Work to be completed
Your task is to reproduce, exactly and only, the lines running from the line containing "Target: field sideline" to the end of the data below, both included.

The records
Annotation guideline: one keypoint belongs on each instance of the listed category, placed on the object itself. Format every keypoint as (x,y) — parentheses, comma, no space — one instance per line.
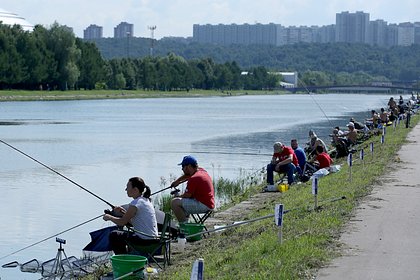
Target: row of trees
(54,59)
(396,63)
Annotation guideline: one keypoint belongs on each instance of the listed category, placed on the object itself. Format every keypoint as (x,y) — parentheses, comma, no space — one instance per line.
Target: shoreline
(16,95)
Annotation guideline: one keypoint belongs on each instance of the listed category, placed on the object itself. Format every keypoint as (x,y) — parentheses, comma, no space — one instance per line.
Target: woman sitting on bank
(140,213)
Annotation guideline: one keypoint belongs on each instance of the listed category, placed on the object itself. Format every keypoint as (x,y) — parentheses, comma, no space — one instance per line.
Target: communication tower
(152,37)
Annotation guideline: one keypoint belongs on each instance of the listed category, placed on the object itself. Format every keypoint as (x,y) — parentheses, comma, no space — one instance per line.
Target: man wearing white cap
(199,194)
(351,134)
(284,160)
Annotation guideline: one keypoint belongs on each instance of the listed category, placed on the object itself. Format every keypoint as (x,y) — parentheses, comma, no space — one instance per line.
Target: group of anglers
(295,161)
(143,217)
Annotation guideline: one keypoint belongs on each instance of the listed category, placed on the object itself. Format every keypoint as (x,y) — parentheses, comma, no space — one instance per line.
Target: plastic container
(181,242)
(283,187)
(123,264)
(191,228)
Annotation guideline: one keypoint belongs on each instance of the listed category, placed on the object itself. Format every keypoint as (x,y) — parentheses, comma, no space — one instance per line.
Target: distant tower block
(152,37)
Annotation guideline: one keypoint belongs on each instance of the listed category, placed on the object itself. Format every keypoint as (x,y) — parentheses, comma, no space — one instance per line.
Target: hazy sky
(176,17)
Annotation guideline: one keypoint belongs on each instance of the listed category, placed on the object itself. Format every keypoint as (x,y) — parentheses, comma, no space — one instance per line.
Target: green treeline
(352,60)
(55,59)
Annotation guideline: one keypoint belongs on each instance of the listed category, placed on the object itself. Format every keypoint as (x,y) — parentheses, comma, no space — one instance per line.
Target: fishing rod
(52,236)
(262,218)
(209,152)
(56,172)
(319,106)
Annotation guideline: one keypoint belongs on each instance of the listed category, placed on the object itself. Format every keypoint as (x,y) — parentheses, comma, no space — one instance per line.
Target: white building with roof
(12,19)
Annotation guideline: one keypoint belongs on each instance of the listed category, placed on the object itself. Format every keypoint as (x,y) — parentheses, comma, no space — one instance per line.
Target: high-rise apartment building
(352,27)
(405,34)
(378,33)
(124,30)
(93,31)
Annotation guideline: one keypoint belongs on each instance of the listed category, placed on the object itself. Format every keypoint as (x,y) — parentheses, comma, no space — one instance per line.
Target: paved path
(383,238)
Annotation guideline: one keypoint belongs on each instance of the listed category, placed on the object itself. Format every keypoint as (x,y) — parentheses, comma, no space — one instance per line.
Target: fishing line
(210,152)
(45,239)
(56,172)
(305,87)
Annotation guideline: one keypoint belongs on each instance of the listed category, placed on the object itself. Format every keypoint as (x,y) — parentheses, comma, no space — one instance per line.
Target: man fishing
(284,160)
(199,194)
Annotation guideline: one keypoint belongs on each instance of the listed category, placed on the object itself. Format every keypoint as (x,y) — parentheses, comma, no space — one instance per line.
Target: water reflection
(101,143)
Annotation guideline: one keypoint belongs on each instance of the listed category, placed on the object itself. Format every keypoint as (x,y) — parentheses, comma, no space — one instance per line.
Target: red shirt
(285,154)
(201,187)
(324,160)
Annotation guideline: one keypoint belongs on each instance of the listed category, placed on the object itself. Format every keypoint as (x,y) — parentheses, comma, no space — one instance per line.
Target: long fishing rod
(319,106)
(52,236)
(56,172)
(261,218)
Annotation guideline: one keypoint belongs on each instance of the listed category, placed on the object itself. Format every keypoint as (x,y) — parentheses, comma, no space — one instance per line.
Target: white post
(315,191)
(278,215)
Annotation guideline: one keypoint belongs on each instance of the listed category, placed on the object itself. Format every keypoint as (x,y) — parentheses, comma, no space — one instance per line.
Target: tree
(61,41)
(90,64)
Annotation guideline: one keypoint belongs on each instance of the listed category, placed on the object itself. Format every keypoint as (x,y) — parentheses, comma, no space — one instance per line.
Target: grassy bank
(22,95)
(309,237)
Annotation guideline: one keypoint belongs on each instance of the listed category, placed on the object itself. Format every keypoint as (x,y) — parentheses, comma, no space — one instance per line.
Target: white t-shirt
(145,218)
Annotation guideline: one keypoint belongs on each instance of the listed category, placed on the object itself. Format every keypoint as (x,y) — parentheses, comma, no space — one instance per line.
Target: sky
(176,17)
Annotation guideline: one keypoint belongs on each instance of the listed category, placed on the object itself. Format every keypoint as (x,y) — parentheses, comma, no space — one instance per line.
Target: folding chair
(161,246)
(200,218)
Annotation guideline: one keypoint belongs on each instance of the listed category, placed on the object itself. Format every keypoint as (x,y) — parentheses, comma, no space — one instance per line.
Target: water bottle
(181,242)
(197,272)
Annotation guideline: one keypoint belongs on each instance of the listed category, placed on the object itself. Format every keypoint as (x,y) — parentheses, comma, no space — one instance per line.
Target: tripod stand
(57,267)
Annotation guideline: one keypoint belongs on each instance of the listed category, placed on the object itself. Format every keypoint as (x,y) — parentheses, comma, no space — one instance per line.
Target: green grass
(26,95)
(309,237)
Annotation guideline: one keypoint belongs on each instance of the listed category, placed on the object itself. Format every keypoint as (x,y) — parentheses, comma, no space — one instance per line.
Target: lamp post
(152,37)
(128,43)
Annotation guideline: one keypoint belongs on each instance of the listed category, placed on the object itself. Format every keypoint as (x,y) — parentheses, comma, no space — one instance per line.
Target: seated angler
(284,160)
(322,160)
(199,194)
(351,134)
(300,154)
(139,213)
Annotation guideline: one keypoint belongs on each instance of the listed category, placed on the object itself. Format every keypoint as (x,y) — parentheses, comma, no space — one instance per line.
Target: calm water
(101,143)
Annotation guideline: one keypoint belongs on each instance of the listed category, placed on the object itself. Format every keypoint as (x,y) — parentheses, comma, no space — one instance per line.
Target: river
(99,144)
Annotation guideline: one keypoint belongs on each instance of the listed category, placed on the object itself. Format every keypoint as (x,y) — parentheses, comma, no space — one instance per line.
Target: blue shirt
(300,154)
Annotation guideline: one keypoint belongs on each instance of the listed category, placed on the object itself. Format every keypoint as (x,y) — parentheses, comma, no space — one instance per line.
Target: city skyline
(176,18)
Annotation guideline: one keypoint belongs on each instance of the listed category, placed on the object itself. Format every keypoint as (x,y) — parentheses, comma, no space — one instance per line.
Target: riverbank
(310,238)
(21,95)
(381,240)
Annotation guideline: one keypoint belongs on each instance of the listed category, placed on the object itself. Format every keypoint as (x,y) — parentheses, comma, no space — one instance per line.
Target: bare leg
(176,205)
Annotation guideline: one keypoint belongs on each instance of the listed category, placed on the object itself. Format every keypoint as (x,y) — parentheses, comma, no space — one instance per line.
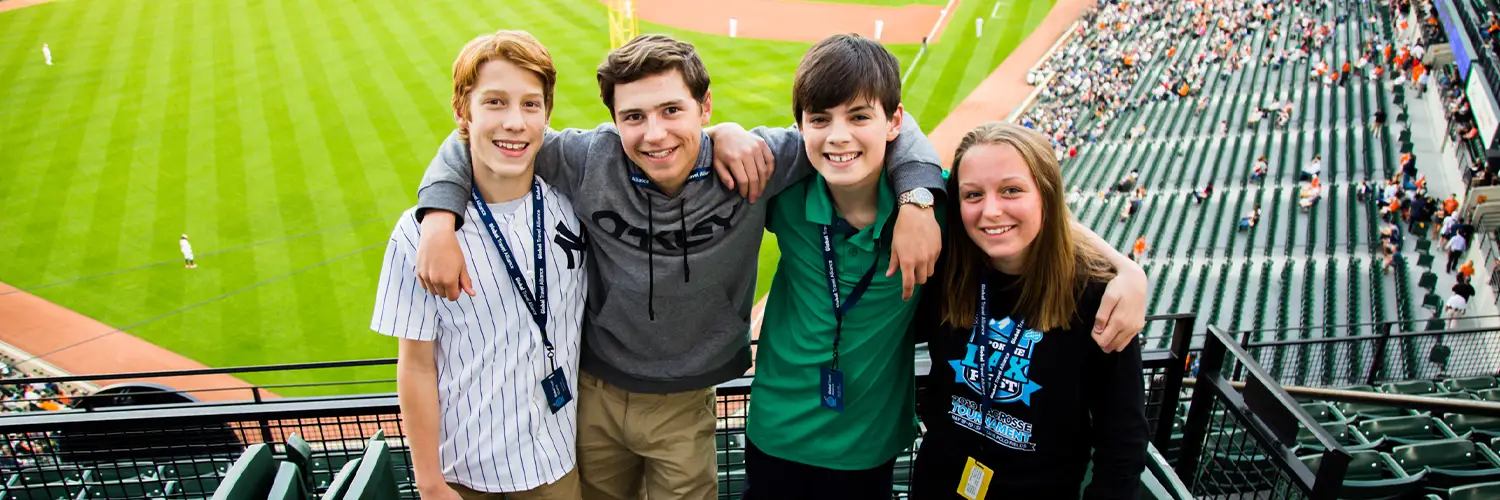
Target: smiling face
(846,143)
(999,204)
(662,126)
(507,117)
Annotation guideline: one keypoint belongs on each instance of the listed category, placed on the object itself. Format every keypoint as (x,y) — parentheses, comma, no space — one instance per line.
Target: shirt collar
(821,210)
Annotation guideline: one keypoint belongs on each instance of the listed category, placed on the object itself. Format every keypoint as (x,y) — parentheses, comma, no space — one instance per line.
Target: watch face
(921,195)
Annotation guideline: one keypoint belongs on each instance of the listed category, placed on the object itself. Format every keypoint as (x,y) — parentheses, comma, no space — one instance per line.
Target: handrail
(1395,400)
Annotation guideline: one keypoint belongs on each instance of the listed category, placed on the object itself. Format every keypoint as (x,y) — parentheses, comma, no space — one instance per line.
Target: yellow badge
(975,479)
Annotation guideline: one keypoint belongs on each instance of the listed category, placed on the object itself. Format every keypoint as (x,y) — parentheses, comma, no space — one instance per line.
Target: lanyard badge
(555,385)
(831,380)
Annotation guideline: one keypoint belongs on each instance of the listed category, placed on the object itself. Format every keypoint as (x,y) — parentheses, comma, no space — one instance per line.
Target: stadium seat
(1470,383)
(1484,427)
(1481,491)
(300,454)
(1395,431)
(1433,301)
(251,476)
(1346,436)
(1428,281)
(288,484)
(197,469)
(341,481)
(1449,463)
(1325,413)
(54,491)
(1410,388)
(374,478)
(1373,475)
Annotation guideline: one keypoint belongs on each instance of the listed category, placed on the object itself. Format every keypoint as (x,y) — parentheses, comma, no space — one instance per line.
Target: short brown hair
(843,68)
(648,56)
(1059,262)
(513,45)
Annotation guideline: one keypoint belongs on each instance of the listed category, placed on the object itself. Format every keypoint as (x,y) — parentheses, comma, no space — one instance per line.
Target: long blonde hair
(1059,262)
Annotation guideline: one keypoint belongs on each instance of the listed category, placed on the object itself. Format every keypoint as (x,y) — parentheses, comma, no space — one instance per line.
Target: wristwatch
(920,197)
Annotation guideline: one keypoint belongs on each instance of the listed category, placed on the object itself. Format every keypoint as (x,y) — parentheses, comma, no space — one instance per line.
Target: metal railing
(182,451)
(1238,443)
(1385,356)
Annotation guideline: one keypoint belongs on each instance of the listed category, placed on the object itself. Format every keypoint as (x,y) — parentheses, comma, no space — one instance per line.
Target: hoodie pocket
(696,329)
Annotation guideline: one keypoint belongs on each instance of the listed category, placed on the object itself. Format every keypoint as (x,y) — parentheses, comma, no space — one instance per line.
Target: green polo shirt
(797,335)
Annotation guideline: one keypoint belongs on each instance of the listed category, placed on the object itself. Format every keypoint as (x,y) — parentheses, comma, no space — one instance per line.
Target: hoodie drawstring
(650,260)
(681,218)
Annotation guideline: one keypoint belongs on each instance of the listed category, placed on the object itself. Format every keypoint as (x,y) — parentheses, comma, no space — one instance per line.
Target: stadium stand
(1308,370)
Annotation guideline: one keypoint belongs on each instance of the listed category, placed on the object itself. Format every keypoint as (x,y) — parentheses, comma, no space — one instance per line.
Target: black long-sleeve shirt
(1055,397)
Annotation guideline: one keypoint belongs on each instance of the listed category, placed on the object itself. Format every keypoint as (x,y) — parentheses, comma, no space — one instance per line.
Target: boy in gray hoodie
(657,337)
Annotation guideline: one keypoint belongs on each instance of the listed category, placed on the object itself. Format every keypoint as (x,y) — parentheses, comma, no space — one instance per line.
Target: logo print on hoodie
(702,231)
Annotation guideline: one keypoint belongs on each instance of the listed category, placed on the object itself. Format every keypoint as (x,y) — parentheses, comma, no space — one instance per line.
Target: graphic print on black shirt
(1005,374)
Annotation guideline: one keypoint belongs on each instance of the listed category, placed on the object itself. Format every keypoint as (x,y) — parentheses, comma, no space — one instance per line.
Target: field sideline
(284,137)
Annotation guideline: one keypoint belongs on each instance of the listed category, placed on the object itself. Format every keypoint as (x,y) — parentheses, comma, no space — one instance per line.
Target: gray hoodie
(666,313)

Solution
Target: field sideline
(284,137)
Annotation guideline: one keypoint belongs on each instance of the listed category, placed on the object itself. Format every keypoint as (x,y) — parentheses, comma, no space — one instance per line.
Target: gray hoodie
(666,313)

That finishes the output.